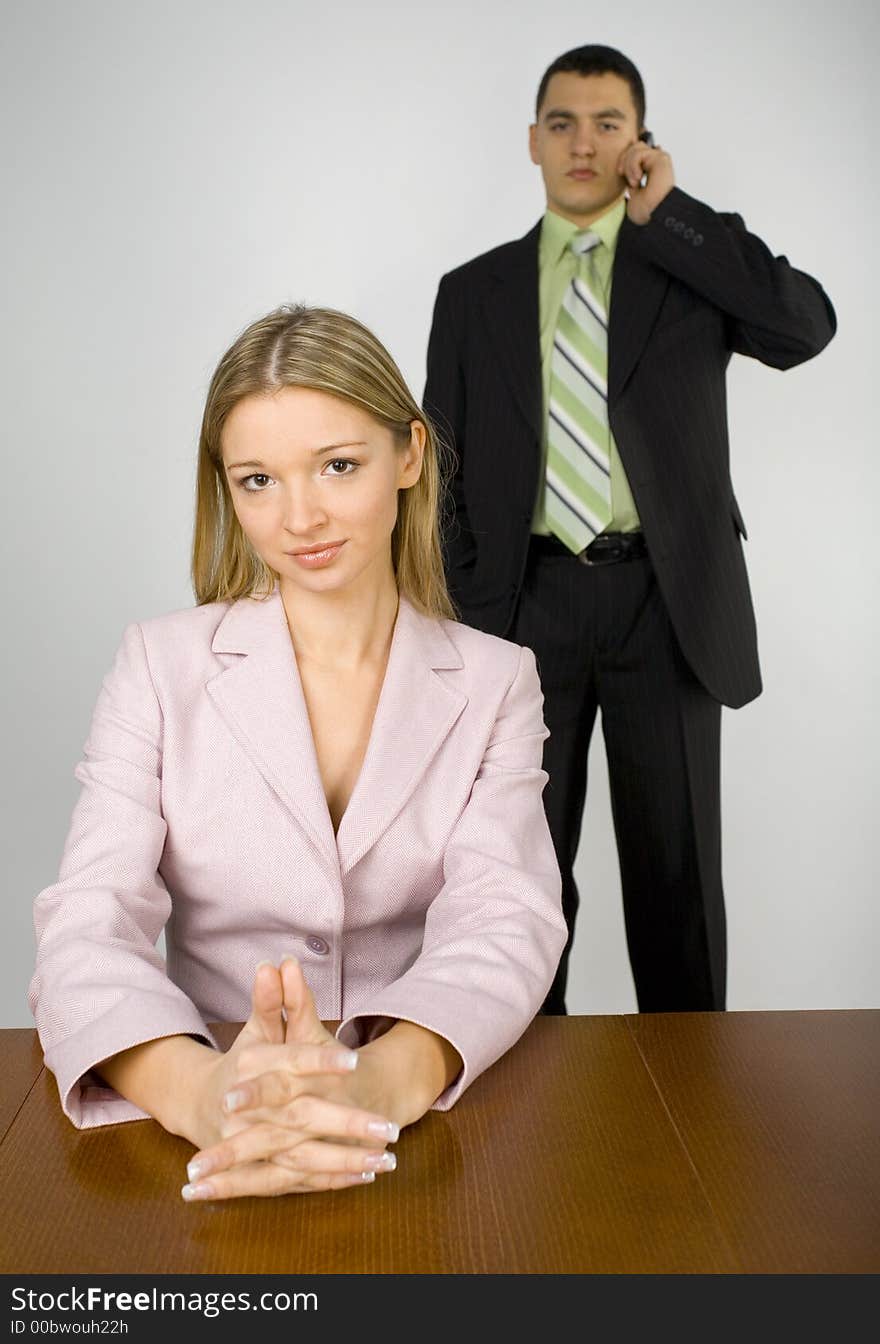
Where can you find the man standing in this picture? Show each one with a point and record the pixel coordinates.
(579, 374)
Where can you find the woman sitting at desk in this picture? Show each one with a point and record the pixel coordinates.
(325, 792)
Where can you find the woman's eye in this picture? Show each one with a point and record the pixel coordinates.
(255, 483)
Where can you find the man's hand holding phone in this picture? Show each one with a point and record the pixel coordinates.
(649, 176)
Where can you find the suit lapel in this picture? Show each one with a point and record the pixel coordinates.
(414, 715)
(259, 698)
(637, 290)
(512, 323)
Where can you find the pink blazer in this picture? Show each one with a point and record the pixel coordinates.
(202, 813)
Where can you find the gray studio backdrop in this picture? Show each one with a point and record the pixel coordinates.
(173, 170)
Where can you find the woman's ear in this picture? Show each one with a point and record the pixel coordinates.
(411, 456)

*EXERCISE DETAILS*:
Please switch "pink blazer" to "red blazer" in the records starting at the line containing "Where can you find the woman sitting" and ending at the last line of the records. Write out only those lines, with everything else left unchanged.

*TASK OUTPUT*:
Where can you find the woman sitting at desk in this picture? Show each one with a point and record the pixel coordinates.
(325, 792)
Where can you find the woman's eye in this picture? Show each one with a point and record the pixel coordinates.
(255, 483)
Where can you find the man's hand holding phone in this picture? Show each one with a point and record the pixel coordinates.
(649, 176)
Where can you find the suit lapel in this picture? Show each one with a point and record the pixel coordinates.
(414, 715)
(259, 698)
(637, 290)
(512, 323)
Where can you find the red blazer in this picture? Show each one with a point and record the pixel coordinates.
(202, 813)
Where can you find the gray studio backdrop in this picture? Show each one with a point and record the pixel coordinates.
(173, 170)
Where can you find the woman's ear in this picture? Show each one with a point and record the pixel coordinates.
(411, 456)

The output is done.